# [WHAT NEEDS TO BE DONE]
Word for word, set down every record that appears below.

=== Section Start ===

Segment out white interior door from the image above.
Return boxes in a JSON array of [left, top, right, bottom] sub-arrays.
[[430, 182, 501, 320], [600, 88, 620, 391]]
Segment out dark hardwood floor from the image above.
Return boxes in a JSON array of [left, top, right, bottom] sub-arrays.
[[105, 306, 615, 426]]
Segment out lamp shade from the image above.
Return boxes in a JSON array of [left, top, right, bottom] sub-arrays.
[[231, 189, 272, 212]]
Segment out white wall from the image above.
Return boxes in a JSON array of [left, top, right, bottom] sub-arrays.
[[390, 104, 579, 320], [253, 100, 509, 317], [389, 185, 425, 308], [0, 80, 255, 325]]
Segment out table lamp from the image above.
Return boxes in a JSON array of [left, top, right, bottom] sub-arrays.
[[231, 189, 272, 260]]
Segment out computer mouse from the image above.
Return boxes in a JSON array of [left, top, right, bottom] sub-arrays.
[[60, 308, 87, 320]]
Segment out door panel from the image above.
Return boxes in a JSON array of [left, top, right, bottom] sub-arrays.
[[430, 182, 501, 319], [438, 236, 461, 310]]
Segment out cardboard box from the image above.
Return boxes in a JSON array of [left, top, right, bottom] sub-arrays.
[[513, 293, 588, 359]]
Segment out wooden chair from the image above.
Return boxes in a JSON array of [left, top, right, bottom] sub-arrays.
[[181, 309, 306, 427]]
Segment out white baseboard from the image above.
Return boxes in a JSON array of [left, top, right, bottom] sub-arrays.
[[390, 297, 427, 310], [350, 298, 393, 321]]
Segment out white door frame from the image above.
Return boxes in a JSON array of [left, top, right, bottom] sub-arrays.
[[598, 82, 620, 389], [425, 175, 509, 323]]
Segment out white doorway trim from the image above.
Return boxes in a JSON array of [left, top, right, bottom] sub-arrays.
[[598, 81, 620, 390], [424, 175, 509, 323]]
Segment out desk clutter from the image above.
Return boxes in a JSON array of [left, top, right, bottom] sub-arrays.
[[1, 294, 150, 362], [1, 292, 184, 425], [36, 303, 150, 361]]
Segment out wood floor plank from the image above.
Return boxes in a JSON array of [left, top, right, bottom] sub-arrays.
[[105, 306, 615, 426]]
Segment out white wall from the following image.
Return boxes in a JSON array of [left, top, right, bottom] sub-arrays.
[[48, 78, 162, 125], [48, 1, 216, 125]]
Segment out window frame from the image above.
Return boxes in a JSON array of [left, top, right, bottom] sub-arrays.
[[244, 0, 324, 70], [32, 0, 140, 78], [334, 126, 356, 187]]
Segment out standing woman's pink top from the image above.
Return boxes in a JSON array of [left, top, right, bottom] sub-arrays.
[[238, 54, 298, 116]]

=== Section End ===

# [ANSWER FOR THE TASK]
Segment out white interior door from the image above.
Return boxes in a JSON array of [left, top, right, bottom] sub-arrays.
[[430, 182, 501, 320], [600, 88, 620, 391]]
Segment out dark hardwood floor from the image above.
Return boxes in a JSON array of [left, top, right, bottom] sub-arrays.
[[105, 306, 615, 426]]
Segment out lamp shade from the image above.
Return boxes in a JSON array of [left, top, right, bottom] sub-arrays.
[[231, 189, 272, 212]]
Segment out white wall from the image above.
Return boxes in a JSON array of [left, top, right, bottom] sub-arrays.
[[390, 104, 579, 320], [253, 100, 509, 317], [389, 185, 425, 308], [0, 80, 255, 325]]
Segment out table lamp from the image above.
Return boxes in a JSON array of [left, top, right, bottom] sub-arrays.
[[231, 189, 272, 260]]
Segment out computer mouse from the image above.
Return boxes in a JSON array of [left, top, right, bottom] sub-arrays.
[[60, 308, 87, 320]]
Segment out door panel from the image above.
Return boxes in a JSON array of [left, top, right, bottom] sub-arrays.
[[430, 182, 501, 319], [438, 236, 461, 310]]
Segment out cardboard box from the image above.
Return boxes in a JSON array of [left, top, right, bottom] sub-arrays.
[[513, 293, 588, 359]]
Segment out wooden chair from the image above.
Return boxes in a JSON array of [left, top, right, bottom] sub-arrays.
[[181, 309, 306, 427]]
Segment out white baseboard from the image above.
Return boxes in a JSON array of [left, top, right, bottom] sub-arrays.
[[390, 297, 427, 310], [350, 298, 393, 321]]
Segment out white door frame from the image above.
Return boxes in a JSON array of [left, top, right, bottom] sub-arrays.
[[598, 82, 620, 389], [425, 175, 509, 323]]
Segment out white doorway trim from the image above.
Return boxes in a JSON array of [left, top, right, bottom] sub-arrays.
[[598, 81, 620, 390], [424, 175, 509, 323]]
Segment out desk clutter from the image above.
Return boxes in a JSON array of [left, top, right, bottom] sub-arrays.
[[1, 294, 150, 362], [1, 292, 184, 425], [36, 303, 150, 361]]
Segment out wood floor plank from the image above.
Return boxes in a JSON array of [left, top, right, bottom] sub-arrays.
[[105, 306, 615, 426]]
Segment out white wall from the following image.
Return boxes in a JSON array of [left, top, right, bottom] sub-arrays.
[[48, 78, 162, 125], [48, 1, 216, 125]]
Segment out window frame from the image above.
Return boxes in a JSON array of [left, top, right, bottom] sub-arrays.
[[244, 0, 324, 70], [32, 0, 140, 78], [334, 126, 356, 187]]
Segment out standing woman's pink top from the image above.
Return boxes in a JSON array of [left, top, right, bottom] sub-arrays.
[[238, 54, 298, 116]]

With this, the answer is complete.